# [REQUIRED TASK 1]
Return each line of the entries below that contains the word "instance".

# [TEXT EXCERPT]
Ahh spring! That time of year when a young man’s thoughts turn to one thing…and since this is not the forum for that topic…let’s talk tools.

Officially, I think this silly little woodworking hobby of mine has morphed into a full blown obsession. In fact, if I ever sell my home, the listing will probably read “Beautiful, three bedroom, two bath home with a Five-tool garage”. While I haven’t reached the absolute low of selling myself for money to feed my tool addiction, I have taken the first step by admitting I do have a problem. The latest proof is my “new to me” Jet JJ-P12 jointer/planer combo machine.

Allow me to begin the review with some caveats, just to ensure fairness. Previous to this purchase, the shop was equipped with an early model, 6 in Delta Jointer and a 12 inch Grizzly lunch-box planer. Both performed the tasks they were designed for but took up valuable floor space. My longing for more shop space and the ability to joint boards wider than 6 inches eventually proved too strong to ignore. I drooled over the combo machine from Hammer that a friend had in his production shop but just could not justify the price. The idea of a combo machine, however, stayed embedded in the dark recesses of my mind.

Enter Craigslist and some luck. While perusing listings, I came across one that read “Jet JJ-p12 jointer/planer, never used and still in the crate”…and to top it off, the seller was asking for just under half of what it sold for new. I took a chance and made the purchase. It did appear unused; the unit was still bolted on the crate, no plug was installed and cosmoline still coated all exposed cast iron. I even talked the seller down an extra $150, since there was no way to actually test the machine when I purchased it. Apparently, the seller’s wife told him “it’s either me or the tool.” Now I know what you’re thinking…you’re thinking if you were the seller, you would have said…”Well Honey, it’s been nice knowing you”.

# [DATA EXTRACT]
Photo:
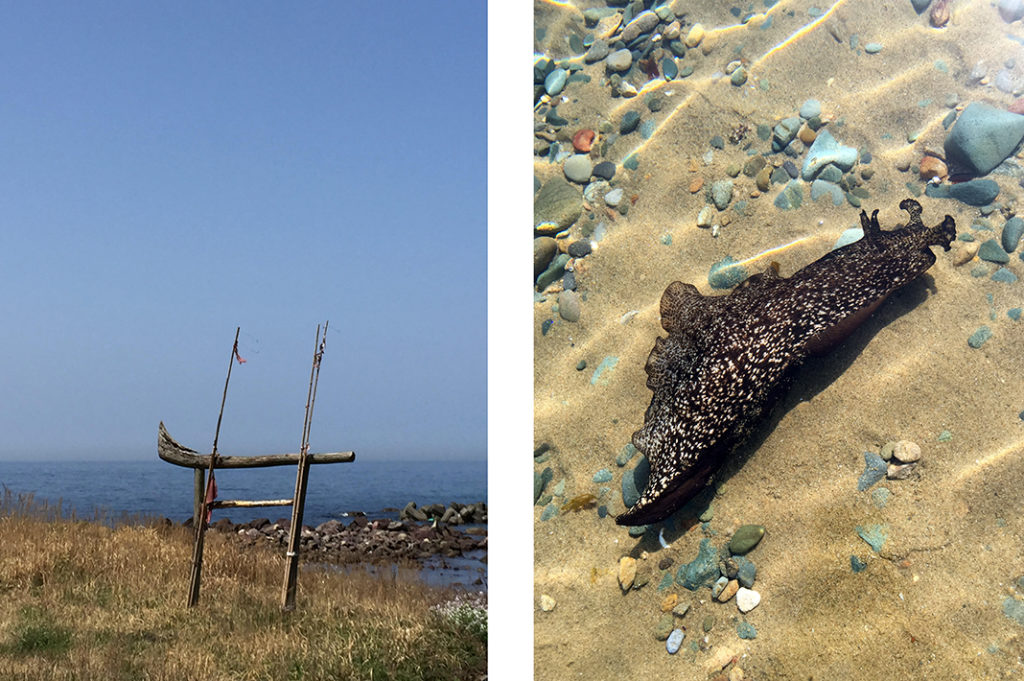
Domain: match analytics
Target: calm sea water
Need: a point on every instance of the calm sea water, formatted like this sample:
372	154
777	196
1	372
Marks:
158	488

* * *

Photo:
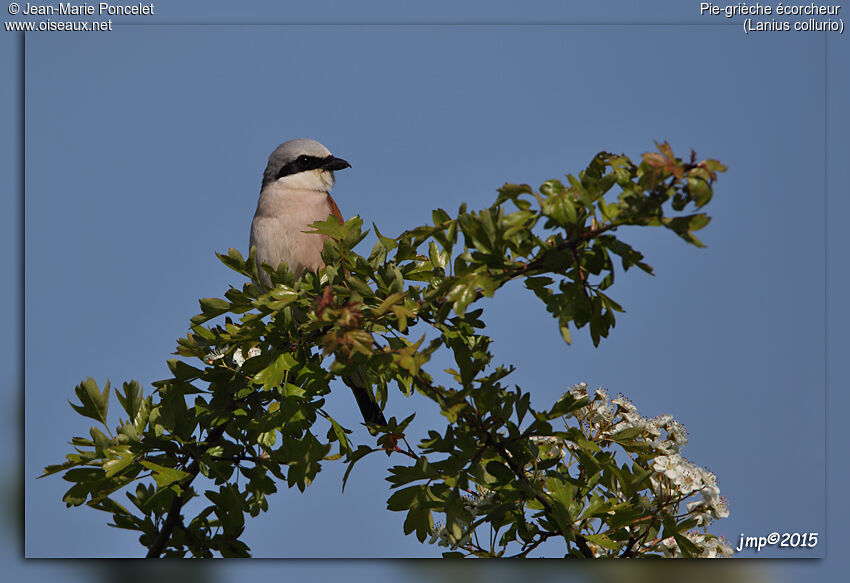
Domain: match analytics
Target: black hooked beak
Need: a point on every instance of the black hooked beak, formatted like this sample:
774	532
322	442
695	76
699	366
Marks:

# [REQUIRED TASK 2]
According to the jointer/planer review, what two machines did the shop have before this purchase?

# [RIGHT ANSWER 1]
Need: a point on every instance of the calm sea water, formatted like this sample:
Need: a point on every instance of the black hooked beak, formatted like this sample:

# [RIGHT ANSWER 2]
An early model 6-inch Delta jointer and a 12-inch Grizzly lunch-box planer.